Collection entries

- - -

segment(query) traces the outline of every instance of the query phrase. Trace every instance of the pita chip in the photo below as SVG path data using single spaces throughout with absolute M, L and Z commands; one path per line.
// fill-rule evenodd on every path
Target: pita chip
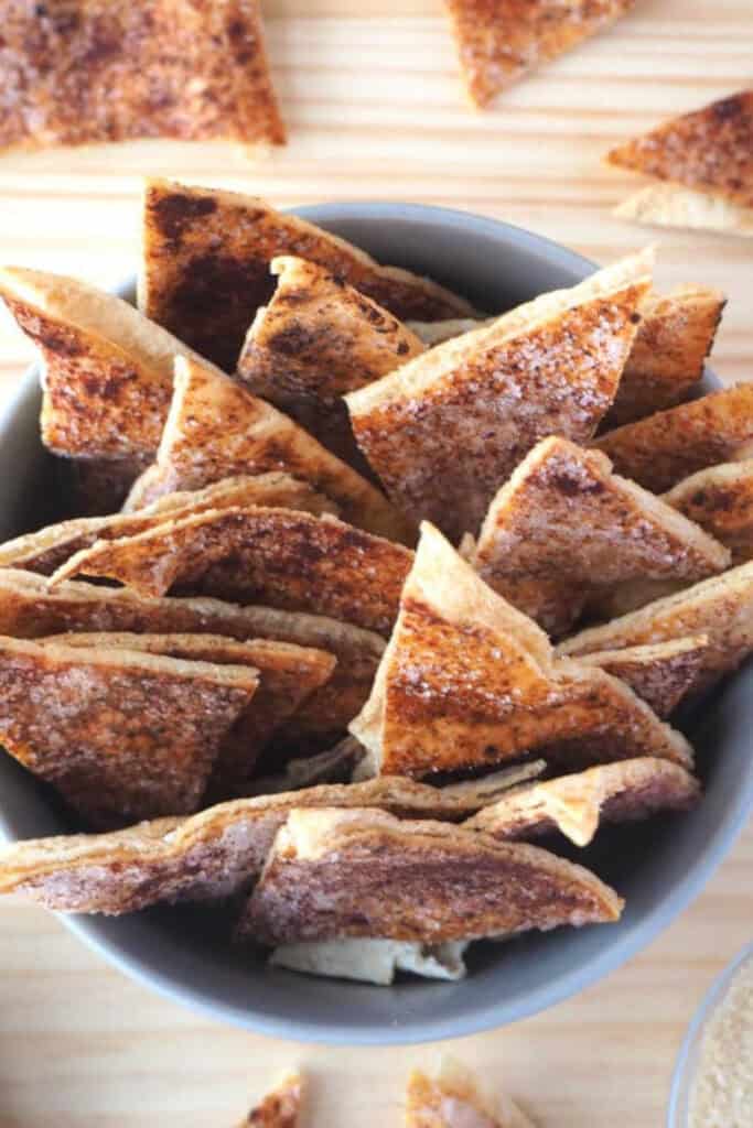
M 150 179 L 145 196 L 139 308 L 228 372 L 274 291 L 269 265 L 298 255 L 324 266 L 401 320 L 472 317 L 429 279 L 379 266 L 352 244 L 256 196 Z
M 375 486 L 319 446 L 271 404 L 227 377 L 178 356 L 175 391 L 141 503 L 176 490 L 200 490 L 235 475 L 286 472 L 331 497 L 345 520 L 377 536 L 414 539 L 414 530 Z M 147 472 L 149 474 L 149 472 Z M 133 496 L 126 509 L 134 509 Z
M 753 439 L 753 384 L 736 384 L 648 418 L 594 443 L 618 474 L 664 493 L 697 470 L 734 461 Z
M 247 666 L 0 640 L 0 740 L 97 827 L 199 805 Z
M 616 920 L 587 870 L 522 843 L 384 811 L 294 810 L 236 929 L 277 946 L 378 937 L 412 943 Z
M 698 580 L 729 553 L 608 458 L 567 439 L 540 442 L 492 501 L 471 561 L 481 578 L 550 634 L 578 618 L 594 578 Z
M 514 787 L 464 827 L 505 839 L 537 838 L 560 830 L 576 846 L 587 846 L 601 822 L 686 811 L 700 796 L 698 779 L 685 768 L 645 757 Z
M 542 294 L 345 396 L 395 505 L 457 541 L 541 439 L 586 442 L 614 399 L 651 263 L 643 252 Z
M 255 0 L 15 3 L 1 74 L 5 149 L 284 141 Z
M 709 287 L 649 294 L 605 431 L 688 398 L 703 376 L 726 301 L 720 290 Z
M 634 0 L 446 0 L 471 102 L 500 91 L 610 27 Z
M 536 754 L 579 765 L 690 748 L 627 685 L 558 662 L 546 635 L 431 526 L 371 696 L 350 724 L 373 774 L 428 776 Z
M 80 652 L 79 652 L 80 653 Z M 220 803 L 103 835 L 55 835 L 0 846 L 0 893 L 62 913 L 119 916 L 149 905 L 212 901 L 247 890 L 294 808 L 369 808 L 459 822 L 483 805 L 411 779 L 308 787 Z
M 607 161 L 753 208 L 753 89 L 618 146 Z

- - -

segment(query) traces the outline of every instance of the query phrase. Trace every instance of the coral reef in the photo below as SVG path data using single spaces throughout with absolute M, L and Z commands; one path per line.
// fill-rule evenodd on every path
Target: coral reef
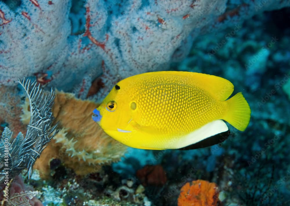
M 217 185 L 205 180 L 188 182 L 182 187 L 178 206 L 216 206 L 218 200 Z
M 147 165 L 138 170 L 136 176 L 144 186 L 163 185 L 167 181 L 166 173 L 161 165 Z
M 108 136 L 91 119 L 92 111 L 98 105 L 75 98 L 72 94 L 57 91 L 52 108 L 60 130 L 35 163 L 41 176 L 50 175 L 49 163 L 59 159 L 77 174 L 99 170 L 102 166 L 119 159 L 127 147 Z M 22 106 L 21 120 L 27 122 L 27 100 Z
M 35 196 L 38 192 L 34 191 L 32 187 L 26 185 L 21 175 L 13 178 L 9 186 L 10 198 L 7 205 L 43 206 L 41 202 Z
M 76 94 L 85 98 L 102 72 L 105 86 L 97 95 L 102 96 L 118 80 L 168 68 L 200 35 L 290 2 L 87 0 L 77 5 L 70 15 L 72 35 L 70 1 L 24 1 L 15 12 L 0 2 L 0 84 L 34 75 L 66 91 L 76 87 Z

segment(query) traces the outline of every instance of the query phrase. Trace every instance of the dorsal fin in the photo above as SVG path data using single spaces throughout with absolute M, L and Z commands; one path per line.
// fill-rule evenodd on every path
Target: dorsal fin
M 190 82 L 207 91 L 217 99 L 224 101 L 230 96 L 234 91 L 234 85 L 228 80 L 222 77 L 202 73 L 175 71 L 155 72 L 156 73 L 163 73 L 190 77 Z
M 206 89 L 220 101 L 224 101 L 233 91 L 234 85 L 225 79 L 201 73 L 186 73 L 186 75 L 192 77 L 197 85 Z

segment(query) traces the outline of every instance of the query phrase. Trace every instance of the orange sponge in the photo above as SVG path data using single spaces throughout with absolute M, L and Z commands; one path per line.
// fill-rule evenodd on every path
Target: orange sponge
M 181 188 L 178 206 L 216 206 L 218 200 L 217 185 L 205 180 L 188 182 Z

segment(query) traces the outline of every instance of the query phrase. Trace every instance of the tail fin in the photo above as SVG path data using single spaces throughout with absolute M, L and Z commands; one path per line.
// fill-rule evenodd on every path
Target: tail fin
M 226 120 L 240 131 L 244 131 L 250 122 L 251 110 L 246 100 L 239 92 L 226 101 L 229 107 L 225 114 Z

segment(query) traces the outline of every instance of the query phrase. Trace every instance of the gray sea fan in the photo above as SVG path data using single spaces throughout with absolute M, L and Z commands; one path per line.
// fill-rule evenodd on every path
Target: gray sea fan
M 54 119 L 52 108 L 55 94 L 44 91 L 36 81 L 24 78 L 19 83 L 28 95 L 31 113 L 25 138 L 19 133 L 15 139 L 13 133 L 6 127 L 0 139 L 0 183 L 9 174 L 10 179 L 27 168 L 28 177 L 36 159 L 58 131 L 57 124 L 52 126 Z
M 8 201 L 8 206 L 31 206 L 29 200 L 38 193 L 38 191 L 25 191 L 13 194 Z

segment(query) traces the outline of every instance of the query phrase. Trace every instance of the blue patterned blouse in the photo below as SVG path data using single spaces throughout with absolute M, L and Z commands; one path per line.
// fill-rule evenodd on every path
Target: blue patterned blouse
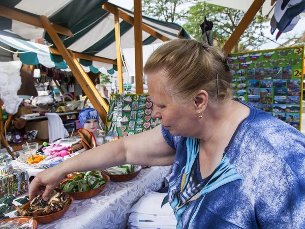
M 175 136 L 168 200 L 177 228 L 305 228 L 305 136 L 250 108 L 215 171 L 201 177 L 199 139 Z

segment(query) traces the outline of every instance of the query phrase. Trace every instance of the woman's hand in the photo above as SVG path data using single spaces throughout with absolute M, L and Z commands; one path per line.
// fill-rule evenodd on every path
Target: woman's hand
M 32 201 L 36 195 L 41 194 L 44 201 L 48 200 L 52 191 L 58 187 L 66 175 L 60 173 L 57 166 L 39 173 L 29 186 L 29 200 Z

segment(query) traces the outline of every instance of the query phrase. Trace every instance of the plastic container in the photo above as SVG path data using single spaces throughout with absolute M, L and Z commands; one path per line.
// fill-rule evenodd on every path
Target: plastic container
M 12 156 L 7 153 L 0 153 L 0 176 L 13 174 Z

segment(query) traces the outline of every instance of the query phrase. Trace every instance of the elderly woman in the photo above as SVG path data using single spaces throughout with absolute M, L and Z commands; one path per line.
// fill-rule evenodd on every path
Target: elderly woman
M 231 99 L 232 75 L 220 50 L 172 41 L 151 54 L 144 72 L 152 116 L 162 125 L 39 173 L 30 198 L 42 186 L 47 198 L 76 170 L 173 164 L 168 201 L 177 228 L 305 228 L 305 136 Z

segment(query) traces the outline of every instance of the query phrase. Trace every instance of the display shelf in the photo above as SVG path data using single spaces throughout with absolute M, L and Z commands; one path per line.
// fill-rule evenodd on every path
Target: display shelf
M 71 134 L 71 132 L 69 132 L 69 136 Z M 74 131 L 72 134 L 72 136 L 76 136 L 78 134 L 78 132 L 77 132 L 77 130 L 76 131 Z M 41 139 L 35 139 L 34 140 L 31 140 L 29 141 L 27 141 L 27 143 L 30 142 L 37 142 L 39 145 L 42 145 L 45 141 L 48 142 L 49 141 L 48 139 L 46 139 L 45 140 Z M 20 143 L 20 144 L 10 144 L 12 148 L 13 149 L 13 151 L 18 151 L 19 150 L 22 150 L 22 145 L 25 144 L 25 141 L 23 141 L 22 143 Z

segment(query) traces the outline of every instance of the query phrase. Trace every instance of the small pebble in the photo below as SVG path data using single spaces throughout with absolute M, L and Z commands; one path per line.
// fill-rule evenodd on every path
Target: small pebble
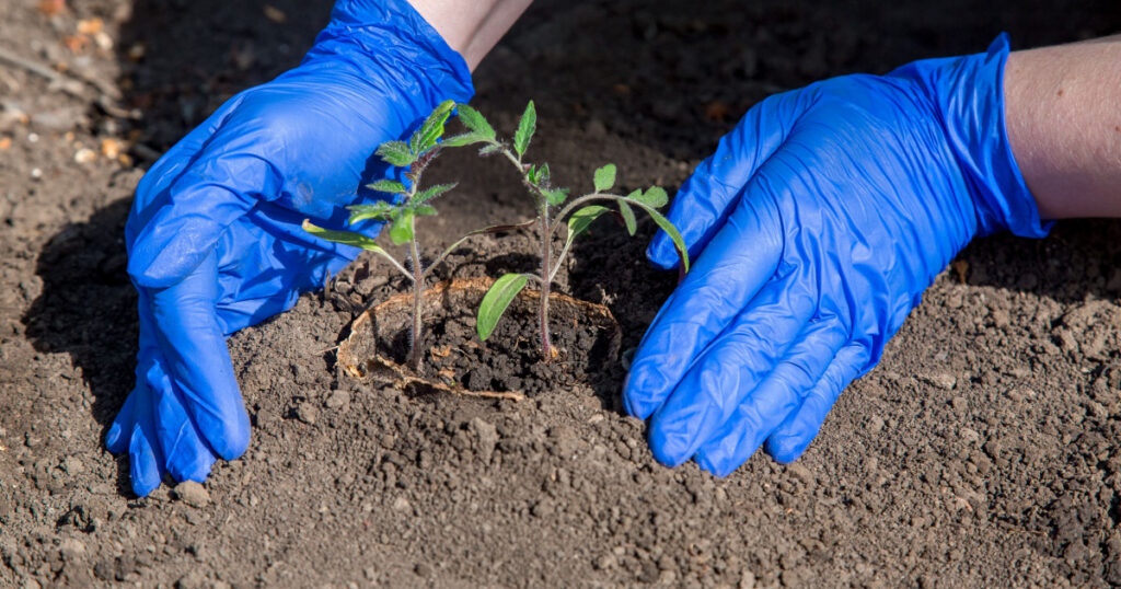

- - -

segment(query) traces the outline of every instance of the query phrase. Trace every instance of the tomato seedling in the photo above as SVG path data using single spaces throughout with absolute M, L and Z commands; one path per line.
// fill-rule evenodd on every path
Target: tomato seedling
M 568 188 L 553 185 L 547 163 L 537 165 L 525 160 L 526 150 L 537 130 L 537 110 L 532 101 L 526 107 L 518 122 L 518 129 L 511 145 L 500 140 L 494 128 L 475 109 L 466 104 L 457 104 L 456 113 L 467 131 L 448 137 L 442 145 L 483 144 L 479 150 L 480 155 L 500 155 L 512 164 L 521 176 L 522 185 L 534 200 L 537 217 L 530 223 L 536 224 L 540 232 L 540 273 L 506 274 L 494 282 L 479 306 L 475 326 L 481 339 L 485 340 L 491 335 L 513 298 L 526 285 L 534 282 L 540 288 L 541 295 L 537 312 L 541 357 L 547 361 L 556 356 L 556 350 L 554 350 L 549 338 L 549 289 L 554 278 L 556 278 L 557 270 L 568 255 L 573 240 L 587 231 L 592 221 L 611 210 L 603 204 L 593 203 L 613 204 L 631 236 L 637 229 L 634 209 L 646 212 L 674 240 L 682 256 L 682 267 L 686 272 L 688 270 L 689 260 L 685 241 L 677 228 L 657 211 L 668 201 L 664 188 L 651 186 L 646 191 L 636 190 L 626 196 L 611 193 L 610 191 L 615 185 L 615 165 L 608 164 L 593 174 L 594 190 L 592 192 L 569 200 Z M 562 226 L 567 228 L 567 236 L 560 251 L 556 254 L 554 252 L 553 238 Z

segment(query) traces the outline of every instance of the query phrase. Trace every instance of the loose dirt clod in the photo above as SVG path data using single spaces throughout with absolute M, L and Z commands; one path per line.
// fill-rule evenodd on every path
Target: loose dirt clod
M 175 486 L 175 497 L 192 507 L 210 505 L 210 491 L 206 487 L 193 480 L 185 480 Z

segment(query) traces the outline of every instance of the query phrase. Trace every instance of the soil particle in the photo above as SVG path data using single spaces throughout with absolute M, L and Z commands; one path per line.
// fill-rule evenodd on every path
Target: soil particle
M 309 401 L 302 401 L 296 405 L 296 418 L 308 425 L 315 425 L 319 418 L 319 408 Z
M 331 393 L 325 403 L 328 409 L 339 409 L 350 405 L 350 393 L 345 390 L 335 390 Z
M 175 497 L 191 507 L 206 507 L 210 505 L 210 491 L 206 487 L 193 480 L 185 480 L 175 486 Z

- - -

* _Description of the task_
Render the data from the line containing "of the pita" to the line containing "M 150 179 L" as a two-column CSV headed input and output, with each text and its answer on one row, every value in a single quoted field and line breaks replaced by spaces. Leave the pictures out.

* _Solution for this task_
input,output
"segment(query) traces the outline of every instance of the query phrase. Trace every instance of the pita chip in the photo below as SVG path data using single spaces throughout with absolute M, L and Z commands; one path per line. // fill-rule evenodd on every path Target: pita chip","M 150 179 L 145 196 L 139 308 L 228 372 L 274 291 L 269 265 L 298 255 L 324 266 L 401 320 L 472 317 L 429 279 L 379 266 L 352 244 L 256 196 Z"